Intervista al professor Roberto Cauda, docente di Malattie infettive dell’università Cattolica e dell’università Campus bio-medico
Un po’ di sporco può far bene alla salute. In una società super igienizzata e, di recente, segnata dalle vicende della pandemia, può suonare strana questa affermazione. Eppure, gli scienziati sanno da tempo che le persone che vivono in campagna, hanno per esempio minori rischi di contrarre morbo di Crohn, asma e allergie. Il motivo sarebbe legato alla loro maggiore esposizione a una vasta gamma di microbi. Pensiamo al grande interesse che la ricerca sta mostrando per il microbioma umano, dell’importanza di mantenere equilibrata la vasta presenza di batteri intestinali amici della nostra salute sia fisica che mentale.

■ ■ ■ ■

§ COSA FARE
1) Elenca le malattie che, secondo il testo, le persone che vivono in campagna hanno minori rischi di contrarre.
2) Rispondi in base al testo:
(a) Chi è il professore intervistato e che cosa insegna?
(b) A che cosa sarebbe legato il minor rischio per chi vive in campagna?
(c) Per che cosa la ricerca sta mostrando grande interesse?

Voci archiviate
■ ■ ■ ■

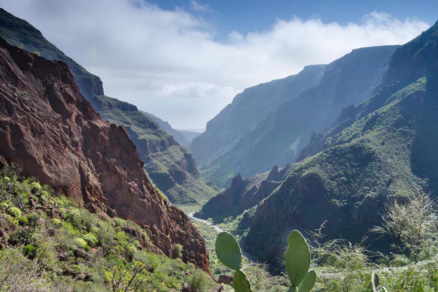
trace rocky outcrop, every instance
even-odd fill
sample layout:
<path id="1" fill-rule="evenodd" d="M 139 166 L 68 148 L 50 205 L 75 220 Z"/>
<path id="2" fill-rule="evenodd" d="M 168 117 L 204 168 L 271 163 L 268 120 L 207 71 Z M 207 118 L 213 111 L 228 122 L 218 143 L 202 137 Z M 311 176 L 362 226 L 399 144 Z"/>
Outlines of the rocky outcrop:
<path id="1" fill-rule="evenodd" d="M 102 217 L 143 227 L 170 256 L 209 272 L 205 241 L 180 210 L 161 197 L 124 128 L 104 120 L 83 97 L 67 65 L 0 38 L 0 160 L 52 185 Z"/>
<path id="2" fill-rule="evenodd" d="M 231 275 L 221 275 L 218 280 L 219 284 L 226 284 L 228 285 L 234 280 L 234 277 Z"/>
<path id="3" fill-rule="evenodd" d="M 385 203 L 438 187 L 437 60 L 438 22 L 397 49 L 370 97 L 314 135 L 281 185 L 236 216 L 242 249 L 276 262 L 291 231 L 325 222 L 324 241 L 365 236 L 370 250 L 395 251 L 393 241 L 369 230 Z"/>
<path id="4" fill-rule="evenodd" d="M 205 133 L 194 140 L 191 149 L 201 172 L 218 185 L 227 186 L 237 173 L 249 177 L 267 171 L 273 165 L 295 162 L 312 131 L 324 130 L 343 108 L 357 106 L 370 97 L 398 46 L 353 50 L 325 66 L 322 77 L 308 87 L 304 85 L 309 80 L 300 77 L 304 73 L 300 72 L 295 78 L 290 77 L 246 89 L 208 122 Z M 283 91 L 286 84 L 298 80 L 300 84 Z M 272 103 L 260 100 L 265 95 L 269 102 L 274 100 Z M 277 104 L 279 95 L 283 101 Z M 271 107 L 272 104 L 276 108 Z M 257 115 L 256 123 L 244 131 L 241 120 L 257 114 L 253 108 L 260 106 L 264 107 L 263 114 Z M 267 112 L 267 109 L 272 110 Z M 235 133 L 222 137 L 224 132 L 230 130 Z"/>
<path id="5" fill-rule="evenodd" d="M 275 165 L 270 172 L 246 179 L 238 175 L 230 187 L 208 200 L 195 215 L 204 219 L 224 217 L 255 206 L 280 185 L 289 166 Z"/>
<path id="6" fill-rule="evenodd" d="M 125 127 L 144 162 L 148 161 L 149 155 L 158 154 L 154 157 L 155 163 L 146 162 L 145 169 L 157 187 L 166 191 L 166 195 L 173 204 L 199 204 L 217 193 L 199 176 L 195 164 L 189 169 L 194 169 L 193 171 L 180 167 L 193 164 L 194 159 L 190 151 L 175 141 L 185 140 L 168 123 L 139 110 L 134 105 L 104 95 L 102 81 L 98 76 L 66 56 L 31 24 L 1 8 L 0 36 L 10 44 L 21 46 L 28 52 L 38 52 L 46 59 L 60 60 L 67 64 L 82 95 L 105 120 Z M 174 134 L 175 139 L 171 136 Z M 168 151 L 170 147 L 173 147 L 172 151 Z M 181 156 L 183 158 L 180 159 Z M 187 162 L 184 161 L 185 157 Z M 176 173 L 176 176 L 171 172 Z M 183 175 L 177 177 L 180 173 Z"/>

■ ■ ■ ■

§ RISULTATI ATTESI
1)
Morbo di Crohn
Asma
Allergie

2)
(a) Roberto Cauda, docente di Malattie infettive dell’università Cattolica e dell’università Campus bio-medico.
(b) Alla loro maggiore esposizione a una vasta gamma di microbi.
(c) Per il microbioma umano.